- Tasks for this exercise:
**a)** Reproduce verbatim the part of the blog post about a food sponsor that opens with the words containing "Thursday, March 6, 2008" and closes with "he's with me.".
**b)** Carry on writing the blog post about a new food sponsor, picking up right after its final sentence.

- Source passage:
[Start of Attachment]
Thursday, March 6, 2008

319

So since December I've snagged a new food sponsor, and I think he's a keeper. We're calling him Sam. I don't think for a minute I could have lost all the weight I have lost in these months without his help, and I thank the Goddess he's with me.

He's another one of these guys that raised his hand to become a sponsor in response to the "Service" tool. In the 12-steps it is thought of as the fact that in order to help ourselves we have to reach out to others. When we are engaged in honest service, aiding those further down the scale than ourselves we gain perspective on our own disease and therefore gain another tool to use in our own recovery. At it's most grandiose it means passing the light of spiritual questing and healing into the dark personal corners of the world, in the most basic light it is a way for recovering addicts to keep busy. After all I can't eat twenty Ho-Hos RIGHT NOW if I'm leading an OA meeting or on the phone with my sponcee. They will notice.

It seems to me to be a sort of pyramid scheme of healing. The gifts and labors of program kind of flow back and forth between the members, and I think that this friction is what really keeps people involved and spurs folks onto recovery. If you are doing it right both sponsor and sponcee lean on one another.

In my example, Sam is clean and has his food where it belongs, but he has other major problems in his life. He's been out of work for awhile and his unemployment is about to lapse. His chosen profession in the IT sector is really sitting in the doldrums right now. The pallor on the markets digs into profits, which means less income trickling down to the offices, which means less money to new computer and software sales over all. That being the case, the offices are less likely to incorporate new software and new technology solutions overall into their businesses, and that is where it's hurting Sam. So he talks to me about it. I hear about his interviews, what happened with his online applications, who screwed him over and who's headhunting him for jobs he can't afford to take. I can tell he appreciates the opportunity to get things off of his chest, and I am only happy to listen, but what really gets me is what I realized next.
[End of Attachment]
- Supplied data:
[Start of Attachment]
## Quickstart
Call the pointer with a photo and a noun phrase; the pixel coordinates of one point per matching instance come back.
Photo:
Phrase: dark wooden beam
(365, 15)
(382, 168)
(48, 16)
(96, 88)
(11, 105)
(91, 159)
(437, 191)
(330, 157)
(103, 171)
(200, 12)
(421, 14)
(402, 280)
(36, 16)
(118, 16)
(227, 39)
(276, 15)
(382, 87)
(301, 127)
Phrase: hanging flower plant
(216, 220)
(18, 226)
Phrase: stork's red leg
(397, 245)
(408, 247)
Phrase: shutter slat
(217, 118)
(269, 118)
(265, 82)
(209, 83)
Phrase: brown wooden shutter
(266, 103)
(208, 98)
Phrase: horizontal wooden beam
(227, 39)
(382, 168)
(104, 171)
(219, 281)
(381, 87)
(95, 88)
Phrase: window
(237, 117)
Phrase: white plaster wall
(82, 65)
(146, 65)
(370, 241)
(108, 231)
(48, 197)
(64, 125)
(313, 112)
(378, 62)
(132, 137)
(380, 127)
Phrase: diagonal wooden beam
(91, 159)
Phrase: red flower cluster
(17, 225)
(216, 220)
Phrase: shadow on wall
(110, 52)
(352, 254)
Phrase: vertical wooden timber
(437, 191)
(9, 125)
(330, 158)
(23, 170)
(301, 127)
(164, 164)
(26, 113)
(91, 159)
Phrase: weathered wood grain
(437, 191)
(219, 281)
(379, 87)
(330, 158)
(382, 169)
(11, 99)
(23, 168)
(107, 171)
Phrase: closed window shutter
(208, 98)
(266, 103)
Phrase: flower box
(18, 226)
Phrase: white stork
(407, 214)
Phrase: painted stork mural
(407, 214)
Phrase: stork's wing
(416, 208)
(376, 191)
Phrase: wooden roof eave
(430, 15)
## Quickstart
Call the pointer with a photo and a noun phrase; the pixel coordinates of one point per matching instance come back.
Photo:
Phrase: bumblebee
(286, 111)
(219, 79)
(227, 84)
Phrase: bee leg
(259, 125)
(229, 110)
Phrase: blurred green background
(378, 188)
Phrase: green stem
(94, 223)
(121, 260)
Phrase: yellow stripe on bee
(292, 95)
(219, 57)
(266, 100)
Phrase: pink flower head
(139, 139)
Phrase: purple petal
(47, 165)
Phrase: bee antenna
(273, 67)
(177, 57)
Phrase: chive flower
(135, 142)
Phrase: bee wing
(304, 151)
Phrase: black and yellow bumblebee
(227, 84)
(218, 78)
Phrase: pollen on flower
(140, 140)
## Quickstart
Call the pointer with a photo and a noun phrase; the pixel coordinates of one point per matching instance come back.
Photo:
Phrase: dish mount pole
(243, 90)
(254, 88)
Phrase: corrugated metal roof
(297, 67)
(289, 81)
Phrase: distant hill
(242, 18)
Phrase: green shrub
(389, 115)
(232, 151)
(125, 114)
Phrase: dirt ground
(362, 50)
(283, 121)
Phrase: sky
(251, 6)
[End of Attachment]
- Task results:
**a)**
Thursday, March 6, 2008

319

So since December I've snagged a new food sponsor, and I think he's a keeper. We're calling him Sam. I don't think for a minute I could have lost all the weight I have lost in these months without his help, and I thank the Goddess he's with me.

**b)**
He wants to hear about my issues and problems too. When I start to talk he allows me long pauses and doesn't interrupt, and usually offers some perspective on what I'm going through. Amazing, no? I've spent my life making sure that I don't complain and that I am cool and collected in every situation. I think it helps in a lot of instances, but it is isolating and can give people the wrong idea. With my former sponsors, I hardly ever told them of my hardships unless it was directly related to program, and even then sometimes I held back. Who wants to listen to me grumble and whine about my life after all?

Well, in this sponsor relationship, if you aren't giving up your problems to this guy you start to look kinda snobbish. After all if I'm in program I obviously have problems, right? Why hide them? Why even have a sponsor if I'm not sharing with him? How can he even know how to help me if he doesn't know my problems? It makes a lot of sense to me now, but before I guess I was expecting mind readers to help me with my eating. My knockout wife has been feeling like I have been shutting her out too, so this works on both fronts. Sometimes it's funny how program carries into other aspects of life.